(Source records)
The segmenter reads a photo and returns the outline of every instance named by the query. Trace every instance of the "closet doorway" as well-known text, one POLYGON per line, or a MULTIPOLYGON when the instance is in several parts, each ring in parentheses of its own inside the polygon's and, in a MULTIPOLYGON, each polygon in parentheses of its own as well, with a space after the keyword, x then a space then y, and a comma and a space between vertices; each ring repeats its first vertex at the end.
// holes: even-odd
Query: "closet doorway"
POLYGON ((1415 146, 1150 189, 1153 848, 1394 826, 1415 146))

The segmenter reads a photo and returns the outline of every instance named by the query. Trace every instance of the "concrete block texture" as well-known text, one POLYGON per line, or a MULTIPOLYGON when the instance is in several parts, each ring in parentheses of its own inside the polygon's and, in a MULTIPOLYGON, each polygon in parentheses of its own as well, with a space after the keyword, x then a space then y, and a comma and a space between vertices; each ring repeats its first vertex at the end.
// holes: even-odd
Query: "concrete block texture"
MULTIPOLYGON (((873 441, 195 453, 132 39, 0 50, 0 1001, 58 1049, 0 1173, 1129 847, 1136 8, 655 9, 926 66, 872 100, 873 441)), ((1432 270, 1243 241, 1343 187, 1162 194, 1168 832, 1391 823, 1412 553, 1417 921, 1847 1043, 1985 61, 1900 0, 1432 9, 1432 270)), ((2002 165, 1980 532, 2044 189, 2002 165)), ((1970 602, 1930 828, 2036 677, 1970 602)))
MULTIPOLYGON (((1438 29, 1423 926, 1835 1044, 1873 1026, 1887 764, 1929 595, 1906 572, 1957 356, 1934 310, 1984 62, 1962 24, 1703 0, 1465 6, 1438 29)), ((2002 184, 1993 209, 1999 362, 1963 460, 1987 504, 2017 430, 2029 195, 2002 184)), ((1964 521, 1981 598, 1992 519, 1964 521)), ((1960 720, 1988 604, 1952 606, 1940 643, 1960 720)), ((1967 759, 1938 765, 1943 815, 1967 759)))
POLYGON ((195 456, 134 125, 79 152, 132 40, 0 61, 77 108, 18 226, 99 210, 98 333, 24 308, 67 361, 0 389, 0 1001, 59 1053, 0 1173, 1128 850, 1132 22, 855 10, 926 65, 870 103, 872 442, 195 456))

AIM OF THE EXERCISE: What's wanted is each line above, transcribed with nothing altered.

RESULT OF THE EXERCISE:
The segmenter reads a photo and returns the outline of every instance named by the query. Trace every instance of the "closet doorway" as well-known text, one POLYGON per line, or a MULTIPOLYGON when the instance is in several parts, each ring in parentheses of its own inside the polygon's and, in a MULTIPOLYGON, each polygon in parentheses of its own as well, with a space after the keyword, x then a space then y, and a comma and a space between vertices; each ring repeats its first vertex at the end.
// holes: even-odd
Query: "closet doorway"
POLYGON ((1415 146, 1150 189, 1153 848, 1394 826, 1415 146))

The segmenter reads a photo and returns the outline of every instance named by the query. Trace every instance of the "concrete block texture" as well-known text, one POLYGON per line, or a MULTIPOLYGON when the instance is in several parts, each ring in parentheses of its own inside the polygon's and, in a MULTIPOLYGON, each polygon in parentheses of its own as well, with a space after the keyword, x then a space then y, and a comma and a space between vertices; each ring repeats its first vertex at the end.
// holes: even-odd
Query: "concrete block texture"
MULTIPOLYGON (((873 441, 195 453, 132 39, 0 50, 0 1001, 58 1049, 0 1173, 1129 847, 1136 8, 655 9, 926 66, 872 100, 873 441)), ((1432 270, 1243 241, 1343 187, 1162 194, 1168 832, 1391 823, 1412 553, 1417 921, 1847 1043, 1985 61, 1900 0, 1432 9, 1432 270)), ((2002 165, 1980 532, 2044 189, 2002 165)), ((1970 602, 1930 828, 2036 677, 1970 602)))
MULTIPOLYGON (((1438 29, 1423 926, 1835 1044, 1873 1026, 1887 764, 1929 595, 1906 572, 1957 356, 1934 310, 1984 62, 1962 24, 1703 0, 1465 6, 1438 29)), ((2002 184, 1993 209, 1999 362, 1963 460, 1987 504, 2017 430, 2029 195, 2002 184)), ((1964 521, 1981 598, 1992 519, 1964 521)), ((1960 720, 1988 604, 1952 606, 1940 643, 1960 720)), ((1967 759, 1938 765, 1943 815, 1967 759)))
POLYGON ((195 456, 134 125, 79 152, 132 40, 0 61, 77 108, 18 226, 99 210, 98 333, 24 308, 67 361, 0 389, 0 1001, 59 1053, 0 1173, 1128 850, 1132 22, 855 10, 926 65, 870 103, 872 442, 195 456))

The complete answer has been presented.